[Start Recorded data]

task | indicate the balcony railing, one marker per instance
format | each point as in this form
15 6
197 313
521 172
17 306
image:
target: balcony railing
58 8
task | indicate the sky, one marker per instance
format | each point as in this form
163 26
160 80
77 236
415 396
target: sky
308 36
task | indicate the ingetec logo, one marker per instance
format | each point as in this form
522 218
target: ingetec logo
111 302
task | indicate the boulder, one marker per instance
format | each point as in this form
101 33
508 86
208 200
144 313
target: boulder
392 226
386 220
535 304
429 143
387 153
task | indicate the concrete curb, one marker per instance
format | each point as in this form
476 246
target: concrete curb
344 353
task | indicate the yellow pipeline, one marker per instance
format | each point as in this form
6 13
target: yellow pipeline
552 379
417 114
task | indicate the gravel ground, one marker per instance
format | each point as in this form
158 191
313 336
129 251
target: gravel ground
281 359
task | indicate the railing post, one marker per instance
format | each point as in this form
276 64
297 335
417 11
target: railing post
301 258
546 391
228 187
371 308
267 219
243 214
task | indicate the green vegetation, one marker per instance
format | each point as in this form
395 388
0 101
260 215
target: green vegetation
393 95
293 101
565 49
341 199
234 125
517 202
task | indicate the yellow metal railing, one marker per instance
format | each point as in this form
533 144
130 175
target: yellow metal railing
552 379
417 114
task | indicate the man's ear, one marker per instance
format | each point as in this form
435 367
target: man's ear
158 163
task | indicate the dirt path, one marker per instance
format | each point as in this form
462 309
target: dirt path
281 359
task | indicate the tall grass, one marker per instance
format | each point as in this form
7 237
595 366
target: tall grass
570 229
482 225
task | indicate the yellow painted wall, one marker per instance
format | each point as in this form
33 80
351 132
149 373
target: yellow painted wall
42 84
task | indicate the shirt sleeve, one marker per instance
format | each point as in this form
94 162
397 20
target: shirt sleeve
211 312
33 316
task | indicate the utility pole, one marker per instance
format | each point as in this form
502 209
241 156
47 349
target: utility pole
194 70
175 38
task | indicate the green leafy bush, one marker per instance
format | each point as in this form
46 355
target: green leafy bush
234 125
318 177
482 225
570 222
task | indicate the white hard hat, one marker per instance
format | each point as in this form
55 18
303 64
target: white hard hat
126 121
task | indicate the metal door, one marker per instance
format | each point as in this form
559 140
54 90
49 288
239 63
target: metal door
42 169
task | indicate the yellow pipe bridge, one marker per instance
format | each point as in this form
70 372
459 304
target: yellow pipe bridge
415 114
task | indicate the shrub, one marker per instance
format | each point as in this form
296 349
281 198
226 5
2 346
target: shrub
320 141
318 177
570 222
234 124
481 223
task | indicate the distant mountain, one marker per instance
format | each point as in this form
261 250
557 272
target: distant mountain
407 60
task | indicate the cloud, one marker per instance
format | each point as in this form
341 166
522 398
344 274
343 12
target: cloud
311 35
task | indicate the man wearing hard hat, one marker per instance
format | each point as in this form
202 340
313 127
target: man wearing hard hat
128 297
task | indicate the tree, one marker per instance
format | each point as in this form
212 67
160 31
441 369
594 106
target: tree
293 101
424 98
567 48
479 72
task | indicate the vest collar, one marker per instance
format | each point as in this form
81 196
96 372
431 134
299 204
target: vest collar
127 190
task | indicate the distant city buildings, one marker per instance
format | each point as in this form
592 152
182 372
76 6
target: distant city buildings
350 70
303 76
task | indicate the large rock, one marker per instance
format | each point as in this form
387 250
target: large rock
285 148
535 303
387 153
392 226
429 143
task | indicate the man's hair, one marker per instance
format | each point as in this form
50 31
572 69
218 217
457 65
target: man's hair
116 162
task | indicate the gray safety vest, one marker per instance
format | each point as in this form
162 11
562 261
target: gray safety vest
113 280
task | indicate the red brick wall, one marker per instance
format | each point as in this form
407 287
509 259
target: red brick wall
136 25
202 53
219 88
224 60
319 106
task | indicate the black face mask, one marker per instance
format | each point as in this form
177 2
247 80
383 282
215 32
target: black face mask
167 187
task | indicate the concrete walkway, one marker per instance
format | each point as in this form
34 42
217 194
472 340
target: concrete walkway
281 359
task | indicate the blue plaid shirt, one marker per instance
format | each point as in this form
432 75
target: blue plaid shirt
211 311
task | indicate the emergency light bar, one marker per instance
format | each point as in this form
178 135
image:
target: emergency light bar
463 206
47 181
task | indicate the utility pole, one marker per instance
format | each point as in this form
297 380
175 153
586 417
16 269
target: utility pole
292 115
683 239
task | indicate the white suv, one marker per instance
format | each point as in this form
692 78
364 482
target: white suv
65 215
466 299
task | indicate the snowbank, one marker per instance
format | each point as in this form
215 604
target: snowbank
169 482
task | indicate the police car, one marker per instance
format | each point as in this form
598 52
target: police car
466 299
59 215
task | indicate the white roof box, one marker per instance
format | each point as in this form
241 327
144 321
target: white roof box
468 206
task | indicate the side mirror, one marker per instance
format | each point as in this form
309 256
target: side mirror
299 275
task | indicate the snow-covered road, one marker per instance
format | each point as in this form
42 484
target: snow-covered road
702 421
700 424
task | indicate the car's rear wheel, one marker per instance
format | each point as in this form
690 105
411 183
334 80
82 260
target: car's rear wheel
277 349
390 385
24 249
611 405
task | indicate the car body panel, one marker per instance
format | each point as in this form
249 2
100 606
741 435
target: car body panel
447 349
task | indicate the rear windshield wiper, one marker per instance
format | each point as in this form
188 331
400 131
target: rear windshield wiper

[End Recorded data]

Return each entry from above without altering a single character.

task | indicate the balcony railing, one marker per instance
format | each point as in this form
15 6
197 313
521 172
17 306
image:
target: balcony railing
58 8
task | indicate the sky, one marker per instance
format | each point as in this form
163 26
160 80
77 236
415 396
target: sky
308 36
task | indicate the ingetec logo, one marker per instance
format | each point as in this form
522 218
target: ingetec logo
111 302
task | indicate the boulder, one marker per instance
format | each point as in this form
101 33
508 86
208 200
144 313
target: boulder
392 226
386 220
535 304
429 143
387 153
task | indicate the concrete curb, one marker per instance
format | each point as in this form
476 246
target: concrete curb
344 353
task | indicate the yellow pipeline, one marker per instance
format | each point as in this form
6 13
target: yellow pipeline
552 379
417 114
task | indicate the gravel ground, one marker per instance
format | each point as in this form
158 191
313 336
129 251
target: gravel ground
281 359
task | indicate the railing post, one marker per instance
format | each point as in this form
276 64
297 335
417 11
target: railing post
301 258
546 391
228 187
371 308
267 219
243 214
task | indicate the green vegetation, one marker per instance
format | each point as in this form
395 388
0 101
260 215
target: green vegetation
393 95
293 101
565 49
341 199
234 125
517 202
task | indicate the yellow metal railing, one marker per instance
format | each point as in this form
533 144
130 175
target: yellow metal railing
552 379
417 114
task | indicate the man's ear, one marker per instance
format | each point as in this form
435 367
target: man's ear
158 163
task | indicate the dirt path, one marker per instance
format | each point as in this form
462 309
target: dirt path
281 359
task | indicate the tall grass, one marker per instance
format | each point as in this form
7 237
595 366
target: tall grass
570 229
482 225
task | indicate the yellow painted wall, one marker per instance
format | each point as in this form
33 80
351 132
149 373
target: yellow painted wall
42 84
task | indicate the shirt sleeve, one marker per instance
format | each point as in this form
94 162
397 20
target: shirt sleeve
211 312
33 316
task | indicate the utility pole, one marker per instance
format | each point as in this form
502 209
241 156
47 349
target: utility pole
194 70
175 38
task | indicate the green leafy bush, one marker per instance
format | each point as in this form
46 355
target: green leafy bush
234 125
318 177
482 225
570 222
task | indicate the white hard hat, one marker per instance
format | each point as in this form
55 18
303 64
target: white hard hat
126 121
task | indicate the metal door, one marker per instance
format | each point as in this form
559 140
54 90
49 288
239 63
target: metal door
42 169
task | indicate the yellow pipe bridge, one marker per instance
format | each point as in this form
70 372
459 304
target: yellow pipe bridge
415 114
task | indicate the shrub, one marker per instance
format | each point as in this form
296 349
281 198
226 5
2 346
target: shrub
320 141
318 177
570 222
234 124
481 223
task | indicate the distant mountain, one marker per instance
format | each point as in this form
261 250
557 272
target: distant mountain
407 60
task | indicate the cloud, one marker per instance
format | each point as in this form
341 166
522 398
344 274
343 12
target: cloud
311 35
task | indicate the man wearing hard hat, one marker per instance
format | each point as in this form
202 340
313 127
target: man wearing hard hat
128 297
task | indicate the tree, one marker per instance
format | each point as in this form
212 67
160 31
441 369
594 106
target: tree
293 101
424 98
567 48
479 72
task | indicate the vest collar, one marker per instance
format | each point as in this form
81 196
96 372
431 134
299 204
target: vest collar
127 190
task | indicate the distant city buildings, one marker per instance
format | each point as in this form
592 152
182 372
76 6
target: distant city buildings
350 70
303 76
task | indicate the large rock, one marker per instance
format | each point as in this form
387 250
target: large rock
285 148
535 303
387 153
392 226
429 143
task | indicate the man's hair, one marker per instance
format | each point as in this form
50 31
572 69
218 217
457 65
target: man's hair
116 162
task | indicate the gray safety vest, one marker per instance
format | each point as in this form
162 11
562 261
target: gray safety vest
113 280
task | indicate the red brick wall, one marker per instance
format | each point as in this form
407 287
509 259
target: red brick wall
136 25
202 53
219 88
224 60
319 106
task | indicate the black face mask, one marker per instance
format | each point as in this form
177 2
247 80
383 282
215 32
target: black face mask
167 187
task | indicate the concrete walkway, one marker per instance
format | each point as in this form
34 42
217 194
472 340
target: concrete walkway
281 359
task | indicate the blue plaid shirt, one marker per instance
format | each point as in this form
432 75
target: blue plaid shirt
211 311
task | indicate the emergency light bar, one marker per instance
format | each point as in this form
178 135
image:
target: emergency light bar
463 206
47 181
task | indicate the utility pole, one marker per instance
format | each point as in this form
297 380
175 153
586 417
16 269
target: utility pole
292 115
683 239
task | indicate the white suv, one marker per instance
format | each point as in this form
692 78
364 482
target: white suv
65 215
466 299
task | indicate the snowbank, one marker per instance
format | each point as in this form
215 604
target: snowbank
169 482
task | indicate the police car, one marker per instance
format | each point as in this form
598 52
target: police car
466 299
59 215
task | indicate the white roof box, one marker per instance
format | each point as in this form
241 327
144 321
target: white roof box
468 206
task | indicate the side mirror, one marker per instance
format | each point as in this form
309 256
target: side mirror
299 275
task | indicate the snow-covered road, one marker per instance
format | each point as in this form
42 484
target: snow-covered road
702 421
700 424
task | indicate the car's rear wheel, one marker per instance
format | each point as in this form
690 105
411 183
334 80
82 260
target: car's rear wheel
277 349
390 385
24 249
611 405
task | indicate the car body panel, one marker per instance
format | each point as in this form
249 2
100 606
741 435
target: car body panel
447 349
task | indicate the rear windshield wiper, one marker per instance
format | each point as in this form
188 331
400 131
target: rear windshield wiper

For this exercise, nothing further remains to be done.